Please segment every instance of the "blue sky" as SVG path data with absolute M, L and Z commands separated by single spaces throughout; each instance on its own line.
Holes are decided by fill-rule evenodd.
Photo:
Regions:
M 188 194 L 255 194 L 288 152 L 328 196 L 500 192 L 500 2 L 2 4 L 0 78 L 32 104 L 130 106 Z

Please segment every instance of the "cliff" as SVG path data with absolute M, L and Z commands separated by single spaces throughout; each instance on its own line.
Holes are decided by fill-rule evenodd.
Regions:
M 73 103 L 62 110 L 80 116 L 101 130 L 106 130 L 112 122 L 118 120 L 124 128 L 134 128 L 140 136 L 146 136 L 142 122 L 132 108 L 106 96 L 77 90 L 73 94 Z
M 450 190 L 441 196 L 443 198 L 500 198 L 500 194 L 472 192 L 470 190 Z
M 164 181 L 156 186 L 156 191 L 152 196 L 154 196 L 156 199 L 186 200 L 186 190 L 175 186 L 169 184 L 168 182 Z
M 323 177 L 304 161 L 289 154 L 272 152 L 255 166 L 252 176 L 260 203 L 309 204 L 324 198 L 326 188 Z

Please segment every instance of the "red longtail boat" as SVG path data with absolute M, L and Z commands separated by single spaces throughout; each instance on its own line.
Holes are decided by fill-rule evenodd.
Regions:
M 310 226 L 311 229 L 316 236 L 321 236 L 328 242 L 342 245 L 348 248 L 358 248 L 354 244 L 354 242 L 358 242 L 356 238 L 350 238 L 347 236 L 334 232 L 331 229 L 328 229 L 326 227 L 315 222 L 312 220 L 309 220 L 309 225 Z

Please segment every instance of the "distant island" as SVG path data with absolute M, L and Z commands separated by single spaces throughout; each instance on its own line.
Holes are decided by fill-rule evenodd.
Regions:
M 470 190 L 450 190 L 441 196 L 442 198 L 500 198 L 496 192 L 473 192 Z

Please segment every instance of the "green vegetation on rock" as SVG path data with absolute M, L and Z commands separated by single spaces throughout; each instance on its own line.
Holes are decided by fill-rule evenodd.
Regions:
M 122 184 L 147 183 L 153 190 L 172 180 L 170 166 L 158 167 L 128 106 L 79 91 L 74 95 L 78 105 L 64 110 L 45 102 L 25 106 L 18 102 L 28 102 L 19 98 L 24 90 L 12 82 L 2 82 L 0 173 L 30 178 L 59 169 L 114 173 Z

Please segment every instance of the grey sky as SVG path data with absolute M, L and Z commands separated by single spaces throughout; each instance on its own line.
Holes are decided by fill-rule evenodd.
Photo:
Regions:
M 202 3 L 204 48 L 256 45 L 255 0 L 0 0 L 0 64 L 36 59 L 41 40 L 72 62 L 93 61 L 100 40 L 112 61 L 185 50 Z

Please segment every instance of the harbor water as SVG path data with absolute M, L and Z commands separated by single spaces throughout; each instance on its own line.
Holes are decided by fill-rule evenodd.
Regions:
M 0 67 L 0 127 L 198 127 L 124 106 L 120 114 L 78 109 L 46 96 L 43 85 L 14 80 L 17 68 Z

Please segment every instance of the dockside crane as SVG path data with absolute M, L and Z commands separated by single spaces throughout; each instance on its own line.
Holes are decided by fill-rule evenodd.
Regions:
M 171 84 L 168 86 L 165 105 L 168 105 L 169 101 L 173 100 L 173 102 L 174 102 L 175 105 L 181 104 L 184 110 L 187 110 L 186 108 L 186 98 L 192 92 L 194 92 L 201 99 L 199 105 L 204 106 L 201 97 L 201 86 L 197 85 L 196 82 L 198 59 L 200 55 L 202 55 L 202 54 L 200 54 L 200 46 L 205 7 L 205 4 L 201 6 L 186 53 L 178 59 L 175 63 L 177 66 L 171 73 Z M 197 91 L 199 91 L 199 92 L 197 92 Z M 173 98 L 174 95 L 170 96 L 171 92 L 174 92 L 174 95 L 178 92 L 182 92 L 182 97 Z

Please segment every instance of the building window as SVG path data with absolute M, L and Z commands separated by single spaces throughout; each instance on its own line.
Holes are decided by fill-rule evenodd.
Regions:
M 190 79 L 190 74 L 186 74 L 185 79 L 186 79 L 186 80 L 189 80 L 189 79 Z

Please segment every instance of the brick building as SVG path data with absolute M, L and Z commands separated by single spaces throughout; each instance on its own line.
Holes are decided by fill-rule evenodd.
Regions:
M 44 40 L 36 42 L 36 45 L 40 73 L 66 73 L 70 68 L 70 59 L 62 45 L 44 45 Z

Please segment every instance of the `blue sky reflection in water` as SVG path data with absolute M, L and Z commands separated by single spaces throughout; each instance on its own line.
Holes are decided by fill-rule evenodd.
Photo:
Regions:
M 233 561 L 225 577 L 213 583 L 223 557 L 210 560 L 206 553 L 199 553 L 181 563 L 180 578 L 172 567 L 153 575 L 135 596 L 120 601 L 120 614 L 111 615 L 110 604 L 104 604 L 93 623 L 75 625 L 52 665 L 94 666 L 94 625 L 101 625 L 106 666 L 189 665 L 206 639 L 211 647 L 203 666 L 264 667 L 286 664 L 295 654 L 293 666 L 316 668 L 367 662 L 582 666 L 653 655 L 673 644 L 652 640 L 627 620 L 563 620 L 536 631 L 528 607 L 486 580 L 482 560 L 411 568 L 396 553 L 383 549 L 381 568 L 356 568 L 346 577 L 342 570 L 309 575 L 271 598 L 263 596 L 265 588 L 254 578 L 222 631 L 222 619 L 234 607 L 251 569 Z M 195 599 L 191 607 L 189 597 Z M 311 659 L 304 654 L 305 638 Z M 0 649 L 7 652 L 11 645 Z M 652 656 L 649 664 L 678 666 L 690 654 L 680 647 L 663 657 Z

-=-=-

Using the material above, reproduce exactly the line that contains "Please segment every instance of the dockside" and all lines after it through the last one, and only those.

Please segment every instance of the dockside crane as SVG path data with absolute M, L and Z commands separated by single spaces throughout; each instance on its own line.
Holes are decided by fill-rule evenodd.
Regions:
M 171 84 L 168 86 L 165 105 L 168 105 L 169 101 L 173 100 L 173 102 L 174 102 L 175 105 L 181 104 L 184 110 L 187 110 L 186 108 L 186 98 L 192 92 L 194 92 L 201 99 L 199 105 L 204 106 L 201 97 L 201 86 L 197 85 L 196 82 L 198 59 L 200 55 L 202 55 L 202 54 L 200 54 L 200 46 L 205 7 L 205 4 L 201 6 L 186 53 L 178 59 L 175 63 L 177 66 L 171 73 Z M 197 91 L 199 91 L 199 92 L 197 92 Z M 173 98 L 174 95 L 170 96 L 171 92 L 174 92 L 174 95 L 178 92 L 182 92 L 182 97 Z

Please segment every instance of the building window as SVG path data with absolute M, L and Z commands separated by single spaces throughout; each instance on its own line.
Holes are decided by fill-rule evenodd.
Regions:
M 190 79 L 190 74 L 186 74 L 185 79 L 186 79 L 186 80 L 189 80 L 189 79 Z

Please segment every instance of the brick building as SVG path data with absolute M, L and Z commands separated by single spaces throughout; each instance on its own line.
Holes are decided by fill-rule evenodd.
Regions:
M 44 40 L 36 42 L 36 45 L 40 73 L 66 73 L 70 68 L 70 59 L 62 45 L 44 45 Z

Please segment every instance of the `blue sky reflection in water` as SVG path data with absolute M, L and Z commands separated by single spaces throughout; each instance on its own line.
Holes are decided by fill-rule evenodd.
Photo:
Regions:
M 233 561 L 225 577 L 213 583 L 223 557 L 210 560 L 206 553 L 199 553 L 181 563 L 180 578 L 172 567 L 153 575 L 135 596 L 120 601 L 120 614 L 111 615 L 110 604 L 104 604 L 93 623 L 75 625 L 52 665 L 94 666 L 94 625 L 101 625 L 106 666 L 189 665 L 206 639 L 211 647 L 203 666 L 264 667 L 286 664 L 295 654 L 293 666 L 316 668 L 367 662 L 582 666 L 653 655 L 673 644 L 652 640 L 627 620 L 563 620 L 536 631 L 528 607 L 486 580 L 482 560 L 411 568 L 396 553 L 383 549 L 381 568 L 356 568 L 346 577 L 342 570 L 309 575 L 271 598 L 263 596 L 265 588 L 254 578 L 222 631 L 222 619 L 234 607 L 251 569 Z M 195 599 L 191 607 L 189 597 Z M 311 659 L 304 654 L 305 638 Z M 0 649 L 7 652 L 11 645 Z M 652 656 L 649 664 L 678 666 L 690 654 L 680 647 L 663 657 Z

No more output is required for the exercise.